Starting at the first line below, rewrite every line through the one that contains "[[232, 152], [124, 165]]", keeping the requests as they are. In the answers, multiply each coordinate by 2.45 and round it to a whole number, rounding halves up.

Stored records:
● ● ●

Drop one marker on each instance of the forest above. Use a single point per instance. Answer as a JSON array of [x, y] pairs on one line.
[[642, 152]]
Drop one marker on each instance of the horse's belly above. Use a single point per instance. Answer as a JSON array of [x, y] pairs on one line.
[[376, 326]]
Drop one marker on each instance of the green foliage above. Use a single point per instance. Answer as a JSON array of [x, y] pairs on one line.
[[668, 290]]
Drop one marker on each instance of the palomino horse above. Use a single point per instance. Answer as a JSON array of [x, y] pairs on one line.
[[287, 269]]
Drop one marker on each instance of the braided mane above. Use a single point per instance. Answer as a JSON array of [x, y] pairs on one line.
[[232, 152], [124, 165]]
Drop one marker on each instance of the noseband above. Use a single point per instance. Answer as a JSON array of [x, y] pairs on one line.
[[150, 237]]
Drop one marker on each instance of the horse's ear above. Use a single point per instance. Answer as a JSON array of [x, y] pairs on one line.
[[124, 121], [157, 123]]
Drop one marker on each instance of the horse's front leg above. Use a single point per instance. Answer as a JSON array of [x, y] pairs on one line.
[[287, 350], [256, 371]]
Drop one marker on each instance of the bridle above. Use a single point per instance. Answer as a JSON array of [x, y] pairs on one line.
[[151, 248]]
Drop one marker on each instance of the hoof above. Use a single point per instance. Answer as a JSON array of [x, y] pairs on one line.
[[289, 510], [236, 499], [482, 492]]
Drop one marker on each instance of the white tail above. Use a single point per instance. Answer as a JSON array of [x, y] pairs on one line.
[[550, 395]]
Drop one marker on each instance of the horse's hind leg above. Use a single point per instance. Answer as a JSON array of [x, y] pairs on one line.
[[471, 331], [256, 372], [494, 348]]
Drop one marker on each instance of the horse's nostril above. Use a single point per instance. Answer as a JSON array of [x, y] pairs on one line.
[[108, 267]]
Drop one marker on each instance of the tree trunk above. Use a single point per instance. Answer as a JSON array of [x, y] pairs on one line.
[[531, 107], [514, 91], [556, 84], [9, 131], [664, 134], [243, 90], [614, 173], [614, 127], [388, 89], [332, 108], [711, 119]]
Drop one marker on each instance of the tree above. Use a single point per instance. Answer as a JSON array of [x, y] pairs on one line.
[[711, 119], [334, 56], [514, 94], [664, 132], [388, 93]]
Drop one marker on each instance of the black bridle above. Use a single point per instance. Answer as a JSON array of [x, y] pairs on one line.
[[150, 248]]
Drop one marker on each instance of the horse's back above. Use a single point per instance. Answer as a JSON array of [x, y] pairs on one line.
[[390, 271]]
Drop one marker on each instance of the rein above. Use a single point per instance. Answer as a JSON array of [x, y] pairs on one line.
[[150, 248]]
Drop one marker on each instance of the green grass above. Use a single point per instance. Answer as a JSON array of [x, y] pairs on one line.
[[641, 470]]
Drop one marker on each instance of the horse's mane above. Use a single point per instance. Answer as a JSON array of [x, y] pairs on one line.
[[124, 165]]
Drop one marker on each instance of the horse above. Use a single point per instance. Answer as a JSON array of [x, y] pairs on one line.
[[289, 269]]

● ● ●

### Task result
Drop one marker on each instance of the forest above. Use a single point per instance. Answer as a JSON array of [x, y] pairs on one line.
[[1573, 372]]
Drop one marker on each instance of the horse's belly above. Use a single point per instance. Answer as a JSON array of [x, y] pairs on one line.
[[921, 799]]
Drop one marker on each instance of the green foliage above. Use a single point per instance. Answer as a JSON array of [x, y] pairs on one line.
[[1637, 711]]
Drop one marker on each instance of the palomino horse above. Use a single point per instance. Answer as a JSON array of [x, y] pairs on one line.
[[703, 659]]
Drop one marker on each instance of the braided mane above. Use a single point per instance. Answer as a JSON array of [x, y] pairs on one line.
[[568, 372], [304, 404]]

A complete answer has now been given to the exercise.